Carregando música...
Para ouvir nossa rádio, baixe o aplicativo RadiosNet para celulares e tablets com Android ou iPhone/iPads.

Crise climática se enfrenta com ciência, diz general chefe de sistema da amazônia sobre militares negacionistas

Em 2022, último ano da gestão de Jair Bolsonaro (PL), um grupo de militares publicou um documento chamado “Projeto de Nação – O Brasil em 2035”. Formulado pelos institutos Sagres, Federalista e General Villas Bôas (fundado pelo ex-comandante do Exército), apontava a legislação do país e a atuação de ambientalistas como entraves ao agronegócio e à mineração na amazônia.

Repleto de militares, o próprio governo Bolsonaro sabotou como pôde a preservação do bioma, tendo como ministro do Meio Ambiente um negacionista climático (Ricardo Salles), murchando o Fundo Amazônia e desacreditando os dados de desmatamento do Inpe (Instituto Nacional de Pesquisas Espaciais).

O general Richard Fernandez Nunes não integrou o governo do ex-capitão, mas foi figura central no Exército nesta década, ocupando cargos reservados apenas aos “quatro estrelas”, topo da carreira. Foi comandante militar do Nordeste, chefe do Departamento de Educação e Cultura e chefe do Estado-Maior do Exército, o número dois da corporação.

Em agosto, passou à reserva, e em setembro assumiu o cargo de diretor-geral do Censipam (Centro Gestor e Operacional do Sistema de Proteção da Amazônia).

Subordinado ao Ministério da Defesa, o Censipam é um órgão de geointeligência cujo objetivo autodeclarado é “promover a proteção ambiental e o desenvolvimento sustentável” na Amazônia Legal e na Amazônia Azul. Capta dados de satélites, radares e estações meteorológicas; faz levantamentos hidrológicos e abastece plataformas como o Painel do Fogo, que monitora incêndios em tempo real. Trabalha junto com o Inpe nas imagens do desmatamento da floresta.

Em entrevista à Folha, o general Richard, como é conhecido, se coloca na contramão do negacionismo de muitos dos seus pares, defendendo que o debate climático deve ser embasado em evidências científicas, e defende a integração de dados entre governo, ONGs e setor produtivo e parceria com a academia.

Quanto à influência dos militares da ditadura para o atual estado da amazônia —com programas que incentivaram o desmatamento e a ocupação fundiária—, ele afirma que “julgar com olhos de hoje o que se fez há décadas atrás é extremamente injusto”.

Qual é o diagnóstico que o senhor faz, à luz da COP30, sobre os alertas quanto à emergência climática, em particular o caso da amazônia?
Houve uma ampla conscientização da sociedade brasileira quanto à necessidade de desenvolver a região com a responsabilidade de preservar o ambiente, isso é notório. Os órgãos estão conscientes dessa responsabilidade, mas há muito o que fazer. Acho que o grande desafio é obter integração de dados.

* [Sua tarefa]:
Por favor, transcreva da reportagem sobre o general Richard Fernandez Nunes o trecho que vai de "Houve uma ampla" até "integração de dados.", inclusive.

* [Registros]:
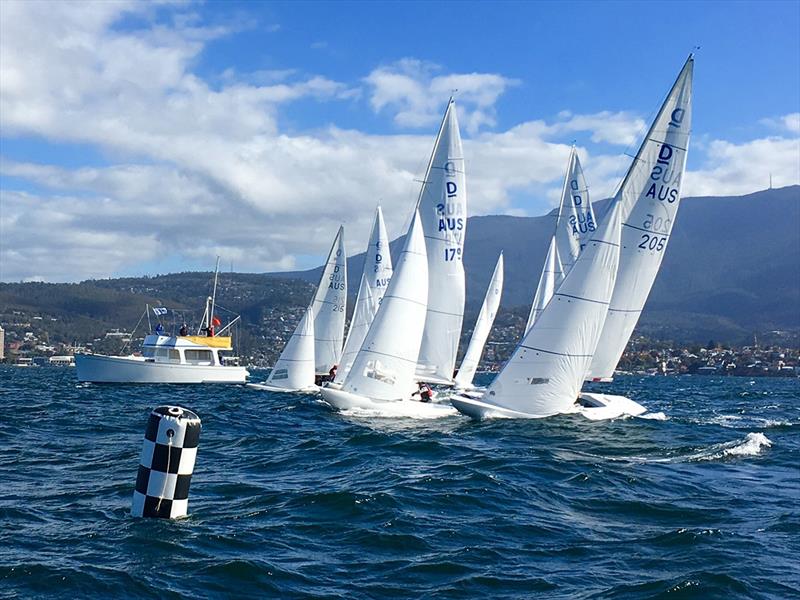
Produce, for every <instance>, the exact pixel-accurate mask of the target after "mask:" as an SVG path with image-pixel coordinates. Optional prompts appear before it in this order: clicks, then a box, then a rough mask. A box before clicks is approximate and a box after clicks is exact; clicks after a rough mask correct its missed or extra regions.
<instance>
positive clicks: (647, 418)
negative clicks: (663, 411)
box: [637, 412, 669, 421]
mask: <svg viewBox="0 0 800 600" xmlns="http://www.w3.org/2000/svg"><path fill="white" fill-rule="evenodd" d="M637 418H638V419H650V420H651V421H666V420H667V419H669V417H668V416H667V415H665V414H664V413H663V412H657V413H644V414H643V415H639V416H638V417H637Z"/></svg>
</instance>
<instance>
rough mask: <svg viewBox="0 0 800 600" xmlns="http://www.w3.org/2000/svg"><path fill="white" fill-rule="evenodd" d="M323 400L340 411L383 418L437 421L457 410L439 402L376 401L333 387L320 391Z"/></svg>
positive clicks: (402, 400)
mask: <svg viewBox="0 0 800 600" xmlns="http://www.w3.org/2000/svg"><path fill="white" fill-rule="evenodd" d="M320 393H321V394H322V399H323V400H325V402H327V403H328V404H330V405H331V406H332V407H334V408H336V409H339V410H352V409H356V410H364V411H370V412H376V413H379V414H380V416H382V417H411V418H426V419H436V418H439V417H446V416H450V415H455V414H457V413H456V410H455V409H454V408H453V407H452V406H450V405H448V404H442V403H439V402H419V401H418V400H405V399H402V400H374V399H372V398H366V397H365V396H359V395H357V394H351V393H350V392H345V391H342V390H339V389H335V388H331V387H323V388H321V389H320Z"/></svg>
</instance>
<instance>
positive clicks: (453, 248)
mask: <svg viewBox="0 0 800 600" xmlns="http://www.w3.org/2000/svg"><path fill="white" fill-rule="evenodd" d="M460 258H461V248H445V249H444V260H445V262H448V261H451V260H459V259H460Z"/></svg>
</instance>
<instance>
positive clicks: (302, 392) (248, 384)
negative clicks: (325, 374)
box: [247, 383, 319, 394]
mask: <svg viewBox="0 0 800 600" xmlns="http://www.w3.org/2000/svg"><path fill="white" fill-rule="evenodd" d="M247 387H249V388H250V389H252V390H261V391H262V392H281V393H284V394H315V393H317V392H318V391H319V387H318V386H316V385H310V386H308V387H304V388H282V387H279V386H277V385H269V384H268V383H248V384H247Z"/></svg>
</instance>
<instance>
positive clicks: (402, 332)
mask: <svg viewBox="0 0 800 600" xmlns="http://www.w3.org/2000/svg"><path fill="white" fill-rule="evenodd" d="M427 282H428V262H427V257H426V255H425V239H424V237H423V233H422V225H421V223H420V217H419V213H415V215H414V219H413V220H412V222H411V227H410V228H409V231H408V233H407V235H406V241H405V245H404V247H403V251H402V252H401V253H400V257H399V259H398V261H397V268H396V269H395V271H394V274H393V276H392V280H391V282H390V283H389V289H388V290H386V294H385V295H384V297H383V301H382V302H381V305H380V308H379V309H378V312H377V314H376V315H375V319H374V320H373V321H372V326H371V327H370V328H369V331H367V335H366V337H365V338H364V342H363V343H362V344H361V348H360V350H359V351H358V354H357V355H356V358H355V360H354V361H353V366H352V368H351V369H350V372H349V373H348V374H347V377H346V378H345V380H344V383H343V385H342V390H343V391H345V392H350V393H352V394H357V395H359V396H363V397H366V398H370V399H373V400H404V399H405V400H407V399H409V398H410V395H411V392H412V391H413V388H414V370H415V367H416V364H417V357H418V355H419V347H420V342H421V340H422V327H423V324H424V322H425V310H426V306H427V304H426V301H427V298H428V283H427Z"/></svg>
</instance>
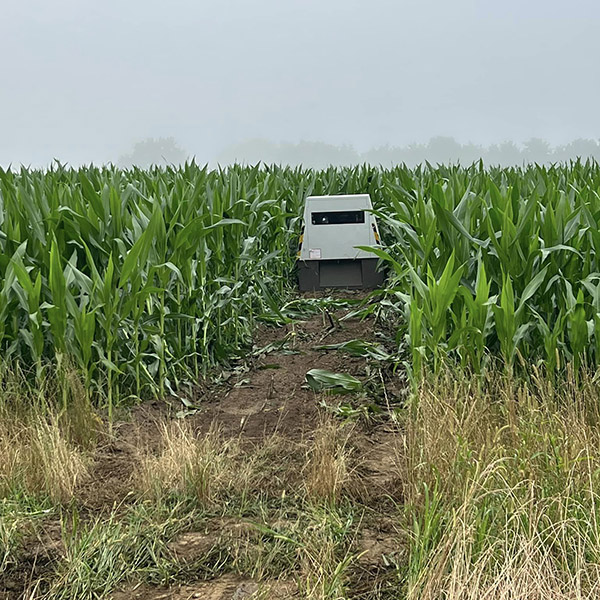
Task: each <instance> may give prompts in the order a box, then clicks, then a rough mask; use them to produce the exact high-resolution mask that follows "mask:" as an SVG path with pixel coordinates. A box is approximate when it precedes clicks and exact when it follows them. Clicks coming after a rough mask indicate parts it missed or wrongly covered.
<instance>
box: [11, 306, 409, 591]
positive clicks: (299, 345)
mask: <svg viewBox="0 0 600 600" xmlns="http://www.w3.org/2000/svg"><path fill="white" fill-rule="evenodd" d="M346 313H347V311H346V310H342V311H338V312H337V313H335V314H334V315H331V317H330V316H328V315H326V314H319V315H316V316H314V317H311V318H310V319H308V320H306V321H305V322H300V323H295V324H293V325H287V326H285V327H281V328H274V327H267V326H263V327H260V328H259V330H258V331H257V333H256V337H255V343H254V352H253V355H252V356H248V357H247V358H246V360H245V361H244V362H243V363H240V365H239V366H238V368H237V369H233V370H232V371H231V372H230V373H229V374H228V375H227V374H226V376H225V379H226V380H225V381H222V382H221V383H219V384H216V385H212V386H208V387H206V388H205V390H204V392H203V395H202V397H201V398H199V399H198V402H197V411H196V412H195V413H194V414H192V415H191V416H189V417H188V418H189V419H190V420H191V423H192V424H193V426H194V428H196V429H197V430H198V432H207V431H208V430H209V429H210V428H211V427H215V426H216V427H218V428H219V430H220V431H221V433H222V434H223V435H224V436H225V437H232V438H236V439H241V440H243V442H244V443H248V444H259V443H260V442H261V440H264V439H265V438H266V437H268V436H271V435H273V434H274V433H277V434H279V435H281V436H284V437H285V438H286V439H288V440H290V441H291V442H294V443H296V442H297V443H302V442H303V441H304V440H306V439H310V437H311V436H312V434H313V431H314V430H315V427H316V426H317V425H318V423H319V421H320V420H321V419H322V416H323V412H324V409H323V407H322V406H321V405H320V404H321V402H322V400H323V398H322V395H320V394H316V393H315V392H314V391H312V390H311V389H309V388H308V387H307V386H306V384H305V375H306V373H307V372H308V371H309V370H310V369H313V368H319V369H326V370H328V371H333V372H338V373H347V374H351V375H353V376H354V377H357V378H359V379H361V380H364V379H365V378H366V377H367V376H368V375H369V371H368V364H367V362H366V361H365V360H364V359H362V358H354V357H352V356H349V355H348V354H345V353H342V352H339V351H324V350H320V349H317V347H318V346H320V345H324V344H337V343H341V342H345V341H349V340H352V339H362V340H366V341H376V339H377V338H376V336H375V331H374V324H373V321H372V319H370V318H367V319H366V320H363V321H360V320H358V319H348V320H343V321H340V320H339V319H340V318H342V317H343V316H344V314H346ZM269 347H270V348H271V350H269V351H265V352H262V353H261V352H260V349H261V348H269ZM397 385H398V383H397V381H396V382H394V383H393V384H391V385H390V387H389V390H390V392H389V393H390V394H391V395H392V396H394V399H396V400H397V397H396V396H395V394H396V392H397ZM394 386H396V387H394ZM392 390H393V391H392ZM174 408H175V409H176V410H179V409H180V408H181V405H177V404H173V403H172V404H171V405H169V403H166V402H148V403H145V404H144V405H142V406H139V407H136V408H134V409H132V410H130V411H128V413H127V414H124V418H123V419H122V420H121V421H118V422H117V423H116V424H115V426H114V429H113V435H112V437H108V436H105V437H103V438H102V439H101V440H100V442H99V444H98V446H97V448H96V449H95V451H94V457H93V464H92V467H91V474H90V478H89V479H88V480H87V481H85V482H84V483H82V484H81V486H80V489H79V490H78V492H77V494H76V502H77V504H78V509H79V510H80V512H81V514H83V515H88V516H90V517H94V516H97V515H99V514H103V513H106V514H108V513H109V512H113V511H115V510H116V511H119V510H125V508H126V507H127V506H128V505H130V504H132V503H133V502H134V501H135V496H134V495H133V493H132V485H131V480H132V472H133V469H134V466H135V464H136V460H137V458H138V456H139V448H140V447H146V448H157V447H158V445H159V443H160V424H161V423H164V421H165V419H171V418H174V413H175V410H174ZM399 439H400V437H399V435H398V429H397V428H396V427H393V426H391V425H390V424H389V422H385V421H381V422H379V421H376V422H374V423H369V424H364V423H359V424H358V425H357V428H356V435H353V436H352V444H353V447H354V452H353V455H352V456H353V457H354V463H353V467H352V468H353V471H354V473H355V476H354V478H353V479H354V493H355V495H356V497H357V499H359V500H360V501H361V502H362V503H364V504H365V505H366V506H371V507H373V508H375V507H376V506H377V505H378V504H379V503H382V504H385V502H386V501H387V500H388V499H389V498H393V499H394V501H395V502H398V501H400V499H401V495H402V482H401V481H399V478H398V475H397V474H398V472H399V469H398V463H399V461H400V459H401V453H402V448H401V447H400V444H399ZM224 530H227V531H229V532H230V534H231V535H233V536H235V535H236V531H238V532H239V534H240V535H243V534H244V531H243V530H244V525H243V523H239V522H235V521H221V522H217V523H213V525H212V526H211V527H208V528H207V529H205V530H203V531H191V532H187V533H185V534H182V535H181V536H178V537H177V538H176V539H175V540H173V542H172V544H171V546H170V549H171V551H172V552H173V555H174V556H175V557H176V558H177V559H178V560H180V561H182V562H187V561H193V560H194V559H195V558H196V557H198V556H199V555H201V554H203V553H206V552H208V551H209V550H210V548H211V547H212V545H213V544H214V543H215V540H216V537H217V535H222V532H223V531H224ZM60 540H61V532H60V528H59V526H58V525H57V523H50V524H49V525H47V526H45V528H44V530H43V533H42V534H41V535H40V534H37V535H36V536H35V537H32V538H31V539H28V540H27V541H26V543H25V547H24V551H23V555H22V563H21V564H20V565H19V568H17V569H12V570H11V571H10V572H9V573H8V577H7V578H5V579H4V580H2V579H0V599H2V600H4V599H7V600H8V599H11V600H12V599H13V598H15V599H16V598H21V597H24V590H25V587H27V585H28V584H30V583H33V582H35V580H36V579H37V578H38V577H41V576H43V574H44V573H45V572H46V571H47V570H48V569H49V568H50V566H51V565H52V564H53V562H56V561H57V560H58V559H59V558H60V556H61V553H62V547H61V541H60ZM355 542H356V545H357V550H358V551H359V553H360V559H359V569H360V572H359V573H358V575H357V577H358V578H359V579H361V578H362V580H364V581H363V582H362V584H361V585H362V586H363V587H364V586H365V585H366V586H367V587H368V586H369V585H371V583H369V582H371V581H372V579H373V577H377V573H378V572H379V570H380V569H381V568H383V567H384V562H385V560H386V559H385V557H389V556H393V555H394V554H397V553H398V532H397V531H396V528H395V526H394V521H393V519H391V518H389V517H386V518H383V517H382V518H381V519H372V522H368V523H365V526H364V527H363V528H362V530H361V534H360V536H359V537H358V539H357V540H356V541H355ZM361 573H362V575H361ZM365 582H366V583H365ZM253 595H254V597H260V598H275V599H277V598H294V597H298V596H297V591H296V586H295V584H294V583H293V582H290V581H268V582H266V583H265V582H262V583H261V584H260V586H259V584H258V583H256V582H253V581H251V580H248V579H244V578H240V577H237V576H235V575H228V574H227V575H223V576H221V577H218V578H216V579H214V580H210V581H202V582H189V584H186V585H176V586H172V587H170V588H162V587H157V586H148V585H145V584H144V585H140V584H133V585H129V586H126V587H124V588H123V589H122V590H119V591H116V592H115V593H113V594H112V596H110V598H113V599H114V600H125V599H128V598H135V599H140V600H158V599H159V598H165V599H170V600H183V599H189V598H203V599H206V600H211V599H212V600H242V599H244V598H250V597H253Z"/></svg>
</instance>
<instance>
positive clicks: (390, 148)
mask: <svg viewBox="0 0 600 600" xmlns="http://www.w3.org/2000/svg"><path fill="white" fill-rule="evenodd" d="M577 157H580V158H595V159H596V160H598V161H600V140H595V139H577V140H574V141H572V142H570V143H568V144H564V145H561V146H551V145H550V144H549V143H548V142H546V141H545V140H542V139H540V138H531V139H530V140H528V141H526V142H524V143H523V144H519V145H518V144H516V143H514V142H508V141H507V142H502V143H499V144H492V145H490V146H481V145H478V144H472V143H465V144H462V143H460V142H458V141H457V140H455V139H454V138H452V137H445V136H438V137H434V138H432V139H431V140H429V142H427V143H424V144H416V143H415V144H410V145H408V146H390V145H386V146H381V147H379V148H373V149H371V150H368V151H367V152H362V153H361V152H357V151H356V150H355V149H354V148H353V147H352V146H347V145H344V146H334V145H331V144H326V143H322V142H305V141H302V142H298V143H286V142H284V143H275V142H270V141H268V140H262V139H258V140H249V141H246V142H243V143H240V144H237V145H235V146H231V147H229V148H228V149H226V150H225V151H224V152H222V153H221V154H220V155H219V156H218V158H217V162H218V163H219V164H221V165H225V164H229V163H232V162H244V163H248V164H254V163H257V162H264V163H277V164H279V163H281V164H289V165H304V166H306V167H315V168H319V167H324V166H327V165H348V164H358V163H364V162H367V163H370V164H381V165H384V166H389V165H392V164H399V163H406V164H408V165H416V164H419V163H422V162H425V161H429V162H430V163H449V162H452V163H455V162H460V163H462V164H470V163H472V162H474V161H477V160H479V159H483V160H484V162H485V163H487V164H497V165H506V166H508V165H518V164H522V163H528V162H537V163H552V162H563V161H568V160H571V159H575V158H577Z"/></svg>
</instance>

* [Resultado do exercício]:
Houve uma ampla conscientização da sociedade brasileira quanto à necessidade de desenvolver a região com a responsabilidade de preservar o ambiente, isso é notório. Os órgãos estão conscientes dessa responsabilidade, mas há muito o que fazer. Acho que o grande desafio é obter integração de dados.